##### Texte #####
Votre présence ici prouve que, face aux C.R.S. et à la police du Pouvoir gaulliste, vous êtes décidés à exprimer votre mécontentement.

Notre manifestation est appuyée et soutenue par les Syndicats d’Enseignants : Syndicat National des Instituteurs, Syndicat National de l’Enseignement Secondaire, Syndicat National de l’Enseignement Technique, Syndicat National de l’Enseignement Supérieur, Syndicat National des Enseignements Technique et Professionnel (C.G.T.).
– le Comité d’Action Laïque : Patronages et Amicales.
– l’Association des Délégués Cantonaux.
– les Syndicats ouvriers : C.G.T., C.G.T.-F.O., C.F.T.C.
– les Partis Politiques : Parti Communiste Français, Parti Socialiste, P.S.U., Parti Socialiste S.F.I.O., Parti Radical.
#####
## [Défis]
1/ Dans le texte sur la manifestation, remplacez "police" par "gendarmerie" et recopiez tout ce qui va de "Votre présence ici" jusqu'à "C.G.T., C.G.T.-F.O., C.F.T.C.".
2/ D'après le texte sur la manifestation, quels syndicats ouvriers la soutiennent ?
3/ Écrivez la suite du texte sur la manifestation à partir de la dernière phrase donnée.
##### Lignes #####
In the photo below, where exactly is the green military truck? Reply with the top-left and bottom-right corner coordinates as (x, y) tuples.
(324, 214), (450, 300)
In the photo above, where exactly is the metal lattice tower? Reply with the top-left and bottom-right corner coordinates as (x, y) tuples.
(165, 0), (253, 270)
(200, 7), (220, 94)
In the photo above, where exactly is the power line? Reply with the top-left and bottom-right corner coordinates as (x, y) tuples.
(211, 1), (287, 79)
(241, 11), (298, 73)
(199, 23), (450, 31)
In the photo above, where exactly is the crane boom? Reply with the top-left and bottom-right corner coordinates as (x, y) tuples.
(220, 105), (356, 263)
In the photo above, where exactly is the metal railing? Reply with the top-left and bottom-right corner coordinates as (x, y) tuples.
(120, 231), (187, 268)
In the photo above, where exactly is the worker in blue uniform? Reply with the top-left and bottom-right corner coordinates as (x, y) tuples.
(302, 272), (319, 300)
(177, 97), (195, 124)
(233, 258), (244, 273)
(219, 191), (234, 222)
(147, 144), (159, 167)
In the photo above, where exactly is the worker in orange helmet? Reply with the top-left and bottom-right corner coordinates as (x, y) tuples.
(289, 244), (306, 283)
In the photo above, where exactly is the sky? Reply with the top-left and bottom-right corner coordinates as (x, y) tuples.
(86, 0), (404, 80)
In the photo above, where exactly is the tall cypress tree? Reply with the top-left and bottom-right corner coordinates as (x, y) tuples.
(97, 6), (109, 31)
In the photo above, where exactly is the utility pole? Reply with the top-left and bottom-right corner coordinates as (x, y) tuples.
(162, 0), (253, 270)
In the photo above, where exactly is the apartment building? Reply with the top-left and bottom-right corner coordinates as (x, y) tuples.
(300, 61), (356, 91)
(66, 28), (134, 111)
#####
## [Corrigé]
1/
Votre présence ici prouve que, face aux C.R.S. et à la gendarmerie du Pouvoir gaulliste, vous êtes décidés à exprimer votre mécontentement.

Notre manifestation est appuyée et soutenue par les Syndicats d’Enseignants : Syndicat National des Instituteurs, Syndicat National de l’Enseignement Secondaire, Syndicat National de l’Enseignement Technique, Syndicat National de l’Enseignement Supérieur, Syndicat National des Enseignements Technique et Professionnel (C.G.T.).
– le Comité d’Action Laïque : Patronages et Amicales.
– l’Association des Délégués Cantonaux.
– les Syndicats ouvriers : C.G.T., C.G.T.-F.O., C.F.T.C.

2/ La C.G.T., la C.G.T.-F.O. et la C.F.T.C.

3/
-La venue de M. Fouchet à Brest est la raison immédiate de ce qui se passe aujourd’hui, mais nous sommes aussi à la fin de la quinzaine d’action et de protestation lancée par le COMITE NATIONAL D’ACTION LAÏQUE

Du Nord au Sud de ce département : de Saint-Pol-de-Léon à Concarneau, de Landerneau à Quimperlé, de Châteaulin à Huelgoat et dans un grand nombre de communes, y compris celles qui dans le Nord-Finistère possèdent encore une Ecole Publique, nous sommes allés, militants des organisations laïques, dénoncer la campagne gouvernementale de bluff et de mensonge qui tend à nous faire croire que la rentrée s’est faite dans des conditions acceptables – alors que notre expérience, celle de milliers de Parents d’Elèves, nous autorise à clamer bien haut que la rentrée scolaire telle que la conçoit M. Fouchet se traduit en fait par des milliers et des milliers d’enfants, d’adolescents qui ne sont pas rentrés du tout, puisqu’il n’y avait pas de place pour eux dans les Etablissements scolaires (et je pense ici aux 655 garçons refusés à l’entrée du 2e cycle du Lycée Technique de Garçons, à ceux qui sont restés à la porte des Collèges d’Enseignement Technique, deux sur trois en moyenne, je pense aussi aux 80 à 90 000 qui ont subi le même sort sur le plan national, de sorte que l’on peut chiffrer aux environs de 100 000 le nombre de jeunes qui n’ont pu trouver place dans les C.E.T. et les Lycées Techniques).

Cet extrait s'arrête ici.